Input records –
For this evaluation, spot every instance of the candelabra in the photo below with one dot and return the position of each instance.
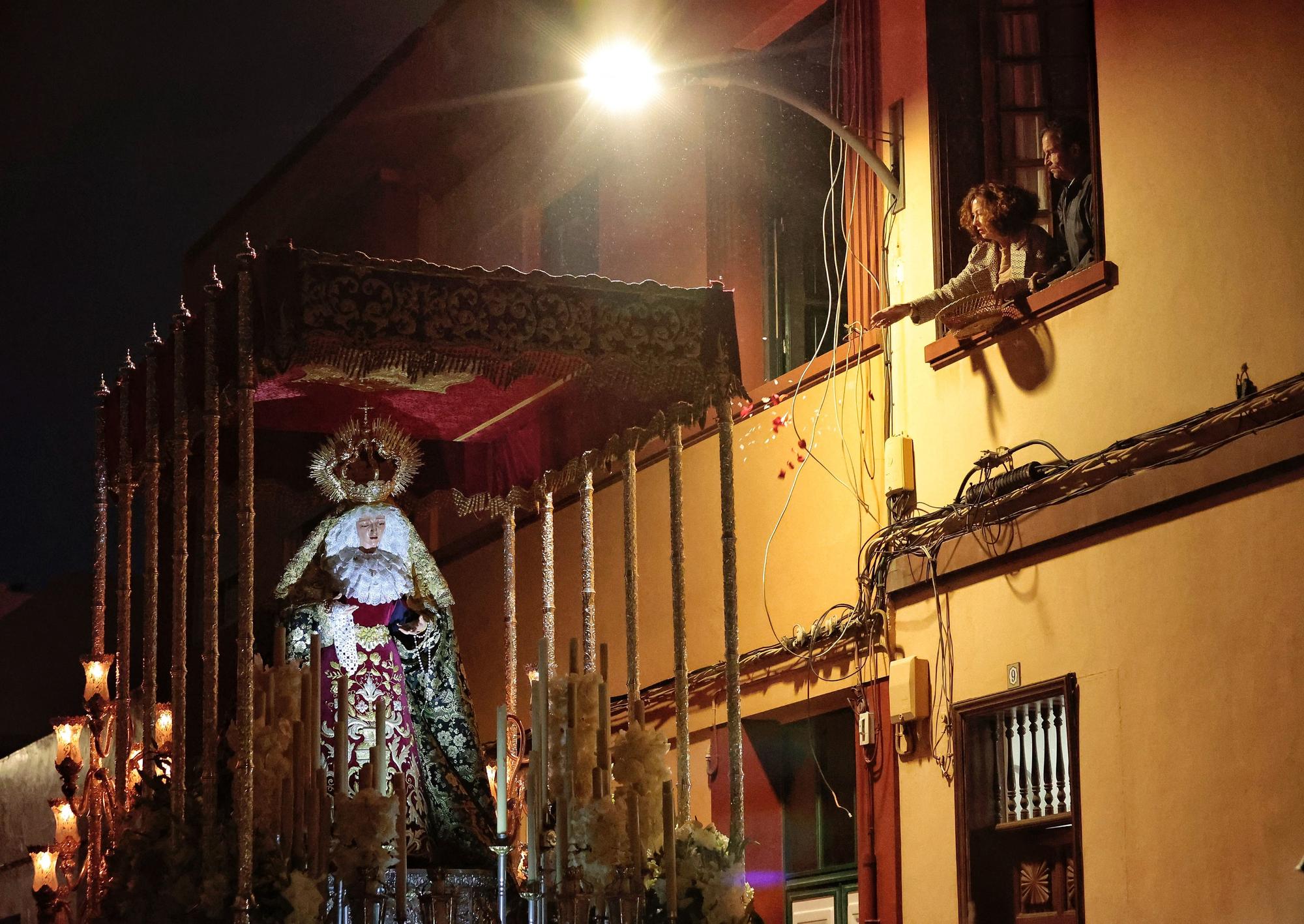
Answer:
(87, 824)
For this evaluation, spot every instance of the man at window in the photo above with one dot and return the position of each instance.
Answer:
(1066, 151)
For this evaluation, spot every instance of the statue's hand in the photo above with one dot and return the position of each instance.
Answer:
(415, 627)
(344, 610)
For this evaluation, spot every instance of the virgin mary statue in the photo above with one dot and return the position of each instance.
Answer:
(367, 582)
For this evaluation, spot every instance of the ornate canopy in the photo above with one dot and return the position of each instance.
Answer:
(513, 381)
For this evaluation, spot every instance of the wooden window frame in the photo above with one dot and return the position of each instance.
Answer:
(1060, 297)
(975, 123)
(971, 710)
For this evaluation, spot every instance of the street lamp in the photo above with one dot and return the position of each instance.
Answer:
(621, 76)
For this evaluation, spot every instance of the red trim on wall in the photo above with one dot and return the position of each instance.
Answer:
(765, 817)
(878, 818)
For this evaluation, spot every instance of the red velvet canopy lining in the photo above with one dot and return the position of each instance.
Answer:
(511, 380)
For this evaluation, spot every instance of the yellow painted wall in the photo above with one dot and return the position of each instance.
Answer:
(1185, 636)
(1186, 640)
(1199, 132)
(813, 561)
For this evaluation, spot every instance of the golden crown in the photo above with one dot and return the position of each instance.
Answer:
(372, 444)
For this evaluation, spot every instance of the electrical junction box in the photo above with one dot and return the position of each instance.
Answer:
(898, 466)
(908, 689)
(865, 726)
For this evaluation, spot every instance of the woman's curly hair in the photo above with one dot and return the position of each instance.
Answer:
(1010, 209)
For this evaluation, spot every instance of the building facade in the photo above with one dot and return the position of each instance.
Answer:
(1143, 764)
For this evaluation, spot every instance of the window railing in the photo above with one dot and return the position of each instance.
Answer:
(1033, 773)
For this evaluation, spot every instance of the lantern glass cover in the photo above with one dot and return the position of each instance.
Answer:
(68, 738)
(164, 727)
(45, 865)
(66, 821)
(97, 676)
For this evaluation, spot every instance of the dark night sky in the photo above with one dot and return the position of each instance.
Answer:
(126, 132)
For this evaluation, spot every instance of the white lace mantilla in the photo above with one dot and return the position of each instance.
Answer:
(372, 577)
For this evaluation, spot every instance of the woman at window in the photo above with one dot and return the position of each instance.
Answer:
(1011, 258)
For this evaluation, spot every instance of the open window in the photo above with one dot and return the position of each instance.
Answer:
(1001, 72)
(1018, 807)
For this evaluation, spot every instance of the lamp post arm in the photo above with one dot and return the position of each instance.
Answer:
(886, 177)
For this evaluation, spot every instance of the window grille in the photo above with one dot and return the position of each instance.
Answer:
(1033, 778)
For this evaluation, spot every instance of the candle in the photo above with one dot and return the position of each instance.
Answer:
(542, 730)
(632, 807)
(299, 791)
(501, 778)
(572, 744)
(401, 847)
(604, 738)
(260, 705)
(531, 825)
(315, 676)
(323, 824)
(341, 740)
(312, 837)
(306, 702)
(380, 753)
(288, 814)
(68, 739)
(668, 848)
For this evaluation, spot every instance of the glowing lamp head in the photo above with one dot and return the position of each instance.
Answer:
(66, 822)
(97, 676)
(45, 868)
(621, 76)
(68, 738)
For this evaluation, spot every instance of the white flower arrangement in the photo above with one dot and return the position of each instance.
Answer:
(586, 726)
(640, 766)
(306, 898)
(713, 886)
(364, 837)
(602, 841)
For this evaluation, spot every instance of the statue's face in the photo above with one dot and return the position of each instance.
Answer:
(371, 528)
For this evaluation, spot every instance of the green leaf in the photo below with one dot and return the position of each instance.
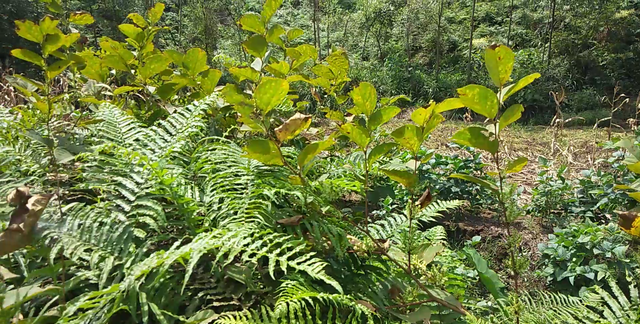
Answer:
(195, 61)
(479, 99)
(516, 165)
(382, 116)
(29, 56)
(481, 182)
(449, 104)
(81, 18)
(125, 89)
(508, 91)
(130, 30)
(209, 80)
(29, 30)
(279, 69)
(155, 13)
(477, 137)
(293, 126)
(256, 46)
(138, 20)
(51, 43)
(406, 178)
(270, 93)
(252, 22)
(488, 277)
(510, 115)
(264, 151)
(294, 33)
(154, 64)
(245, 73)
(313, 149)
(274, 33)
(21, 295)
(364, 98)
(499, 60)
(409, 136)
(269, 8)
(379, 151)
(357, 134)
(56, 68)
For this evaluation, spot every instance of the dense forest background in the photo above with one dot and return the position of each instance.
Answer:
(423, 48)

---

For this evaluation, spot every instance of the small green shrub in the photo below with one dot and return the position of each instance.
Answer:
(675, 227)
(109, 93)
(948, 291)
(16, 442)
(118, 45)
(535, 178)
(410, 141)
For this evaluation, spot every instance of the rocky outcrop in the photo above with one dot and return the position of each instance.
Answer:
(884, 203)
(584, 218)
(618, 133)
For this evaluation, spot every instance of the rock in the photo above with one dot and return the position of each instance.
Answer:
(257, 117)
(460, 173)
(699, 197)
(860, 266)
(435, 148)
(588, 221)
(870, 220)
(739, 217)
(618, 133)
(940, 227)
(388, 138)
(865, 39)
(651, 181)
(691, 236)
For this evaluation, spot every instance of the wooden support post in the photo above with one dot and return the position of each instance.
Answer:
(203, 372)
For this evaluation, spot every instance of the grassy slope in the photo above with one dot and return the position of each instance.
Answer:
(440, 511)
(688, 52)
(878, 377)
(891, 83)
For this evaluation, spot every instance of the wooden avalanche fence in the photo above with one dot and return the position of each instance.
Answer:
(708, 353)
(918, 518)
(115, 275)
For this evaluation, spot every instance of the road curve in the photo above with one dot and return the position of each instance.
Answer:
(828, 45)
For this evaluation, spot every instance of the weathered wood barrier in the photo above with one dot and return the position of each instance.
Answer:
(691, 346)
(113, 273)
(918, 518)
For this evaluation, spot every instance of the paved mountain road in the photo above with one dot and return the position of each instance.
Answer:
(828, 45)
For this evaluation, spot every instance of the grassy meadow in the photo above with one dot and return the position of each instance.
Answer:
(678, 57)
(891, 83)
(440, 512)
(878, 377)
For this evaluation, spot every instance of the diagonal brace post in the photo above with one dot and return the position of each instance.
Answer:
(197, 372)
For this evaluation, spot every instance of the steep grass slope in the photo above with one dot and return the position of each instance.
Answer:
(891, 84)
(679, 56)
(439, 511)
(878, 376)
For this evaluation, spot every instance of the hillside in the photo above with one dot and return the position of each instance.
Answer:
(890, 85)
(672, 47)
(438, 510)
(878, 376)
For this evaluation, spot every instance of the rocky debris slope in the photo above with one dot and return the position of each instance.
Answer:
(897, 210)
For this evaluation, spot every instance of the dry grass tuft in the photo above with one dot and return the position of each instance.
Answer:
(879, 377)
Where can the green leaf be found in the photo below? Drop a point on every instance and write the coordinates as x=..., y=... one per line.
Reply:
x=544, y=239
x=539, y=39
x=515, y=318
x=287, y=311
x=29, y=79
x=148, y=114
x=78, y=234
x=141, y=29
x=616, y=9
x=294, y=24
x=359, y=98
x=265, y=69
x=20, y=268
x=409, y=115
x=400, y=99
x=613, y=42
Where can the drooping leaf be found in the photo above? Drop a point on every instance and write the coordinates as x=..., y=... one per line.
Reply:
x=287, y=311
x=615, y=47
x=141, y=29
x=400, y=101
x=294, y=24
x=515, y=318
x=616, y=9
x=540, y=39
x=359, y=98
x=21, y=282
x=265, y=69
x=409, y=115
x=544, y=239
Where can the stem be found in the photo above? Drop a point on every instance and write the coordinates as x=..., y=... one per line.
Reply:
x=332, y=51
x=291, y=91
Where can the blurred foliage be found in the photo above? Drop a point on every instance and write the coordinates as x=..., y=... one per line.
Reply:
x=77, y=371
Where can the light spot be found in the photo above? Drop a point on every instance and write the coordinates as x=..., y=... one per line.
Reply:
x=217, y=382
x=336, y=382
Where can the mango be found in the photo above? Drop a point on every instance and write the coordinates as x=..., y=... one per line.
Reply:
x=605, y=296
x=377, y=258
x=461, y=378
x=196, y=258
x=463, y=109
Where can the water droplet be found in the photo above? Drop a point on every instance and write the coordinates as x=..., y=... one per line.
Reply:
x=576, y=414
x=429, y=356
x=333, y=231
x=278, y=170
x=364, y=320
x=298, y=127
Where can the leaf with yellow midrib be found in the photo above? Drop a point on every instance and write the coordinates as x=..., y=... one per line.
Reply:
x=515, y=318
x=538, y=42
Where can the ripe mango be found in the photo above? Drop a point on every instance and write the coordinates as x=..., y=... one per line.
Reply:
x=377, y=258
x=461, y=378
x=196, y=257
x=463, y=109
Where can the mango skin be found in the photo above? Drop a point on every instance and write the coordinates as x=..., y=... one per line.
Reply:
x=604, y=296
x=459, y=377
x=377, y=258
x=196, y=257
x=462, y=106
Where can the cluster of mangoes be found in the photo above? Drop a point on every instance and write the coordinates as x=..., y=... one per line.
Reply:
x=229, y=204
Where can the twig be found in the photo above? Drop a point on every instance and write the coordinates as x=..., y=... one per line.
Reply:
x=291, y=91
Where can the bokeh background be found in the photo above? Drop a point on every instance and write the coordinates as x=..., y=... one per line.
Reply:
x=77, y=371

--

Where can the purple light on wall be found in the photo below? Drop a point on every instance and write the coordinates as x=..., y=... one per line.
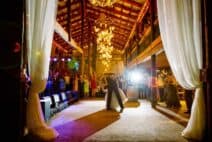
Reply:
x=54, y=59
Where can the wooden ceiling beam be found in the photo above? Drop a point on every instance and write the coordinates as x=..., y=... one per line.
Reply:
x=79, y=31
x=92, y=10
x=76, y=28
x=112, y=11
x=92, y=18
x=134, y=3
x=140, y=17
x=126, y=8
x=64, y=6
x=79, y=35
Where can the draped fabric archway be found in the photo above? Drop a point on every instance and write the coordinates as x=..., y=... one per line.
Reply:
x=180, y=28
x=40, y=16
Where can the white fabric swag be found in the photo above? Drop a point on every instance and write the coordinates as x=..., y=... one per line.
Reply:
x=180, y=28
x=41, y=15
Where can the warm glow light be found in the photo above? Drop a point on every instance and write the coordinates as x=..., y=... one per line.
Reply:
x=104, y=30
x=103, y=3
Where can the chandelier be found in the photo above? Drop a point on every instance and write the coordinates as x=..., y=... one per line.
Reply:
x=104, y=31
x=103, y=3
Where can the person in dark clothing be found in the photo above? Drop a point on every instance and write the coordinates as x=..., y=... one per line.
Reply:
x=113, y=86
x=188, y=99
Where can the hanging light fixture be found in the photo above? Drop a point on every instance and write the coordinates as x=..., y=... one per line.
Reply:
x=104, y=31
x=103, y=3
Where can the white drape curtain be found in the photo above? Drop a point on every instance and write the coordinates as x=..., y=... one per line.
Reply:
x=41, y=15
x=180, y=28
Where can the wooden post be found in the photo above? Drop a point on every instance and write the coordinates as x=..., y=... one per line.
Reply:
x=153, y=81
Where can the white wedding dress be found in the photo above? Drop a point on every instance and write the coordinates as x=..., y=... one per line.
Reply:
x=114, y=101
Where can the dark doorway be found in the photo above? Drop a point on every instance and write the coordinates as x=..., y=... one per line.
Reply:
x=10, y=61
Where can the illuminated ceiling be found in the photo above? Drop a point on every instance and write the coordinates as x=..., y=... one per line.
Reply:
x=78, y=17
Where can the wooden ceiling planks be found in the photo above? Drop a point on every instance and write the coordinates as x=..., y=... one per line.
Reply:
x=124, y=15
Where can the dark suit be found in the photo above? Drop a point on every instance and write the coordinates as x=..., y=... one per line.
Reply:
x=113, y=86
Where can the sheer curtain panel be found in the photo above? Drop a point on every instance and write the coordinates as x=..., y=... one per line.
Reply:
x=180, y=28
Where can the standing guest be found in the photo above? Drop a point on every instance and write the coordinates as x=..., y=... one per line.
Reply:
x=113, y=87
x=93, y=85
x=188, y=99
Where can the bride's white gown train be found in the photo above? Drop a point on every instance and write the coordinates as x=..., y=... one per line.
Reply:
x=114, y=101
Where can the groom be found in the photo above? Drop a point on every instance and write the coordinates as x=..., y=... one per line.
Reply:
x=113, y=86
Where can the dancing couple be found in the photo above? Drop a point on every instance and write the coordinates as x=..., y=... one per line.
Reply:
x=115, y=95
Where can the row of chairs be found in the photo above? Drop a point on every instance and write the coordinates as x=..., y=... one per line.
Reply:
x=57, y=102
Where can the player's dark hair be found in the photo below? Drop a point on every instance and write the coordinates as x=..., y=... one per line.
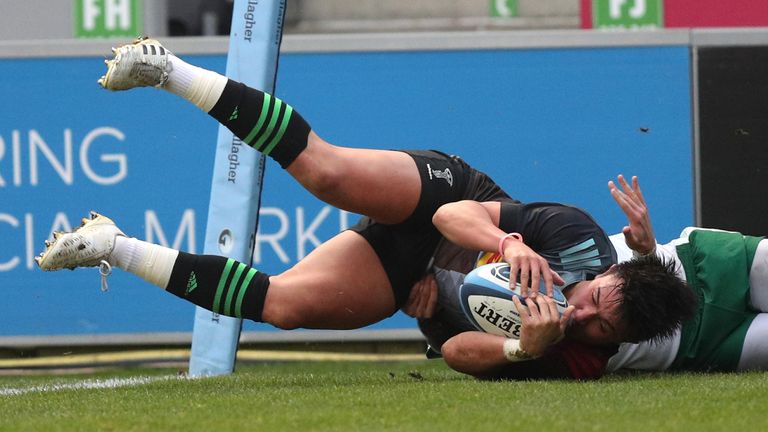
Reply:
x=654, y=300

To be done – Echo the rows starting with the line that contains "Where can the sheer" and going on through the line that contains "x=654, y=300", including both of those lines, and omit the pictures from your answer.

Result of this task –
Where can the sheer curtain panel be found in the photo above? Drop a point on every instance and write the coordinates as x=..., y=... one per line.
Reply:
x=180, y=28
Where can the standing guest be found in the photo above? Drop a point on every instance and write the coordinates as x=..., y=... one per line.
Reply:
x=113, y=87
x=93, y=85
x=188, y=99
Where can the bride's white gown train be found in the photo above? Drop a point on every instance and write the coordinates as x=..., y=... one per line.
Reply:
x=114, y=101
Where can the groom be found in the photo above? Drop a point on every instance and write the coordinates as x=..., y=... one per line.
Reply:
x=113, y=86
Where can the dancing couple be found in the photo above? Drop a point on every instance and write the coordinates as x=..., y=... one per line.
Reply:
x=115, y=95
Where can the row of chairs be found in the photo above? Drop a point on every instance and write the coordinates as x=..., y=... one per line.
Reply:
x=57, y=102
Where can the player's dark hair be found in the photo below? Drop a point on every instance and write the coordinates as x=..., y=... one per line.
Reply:
x=654, y=300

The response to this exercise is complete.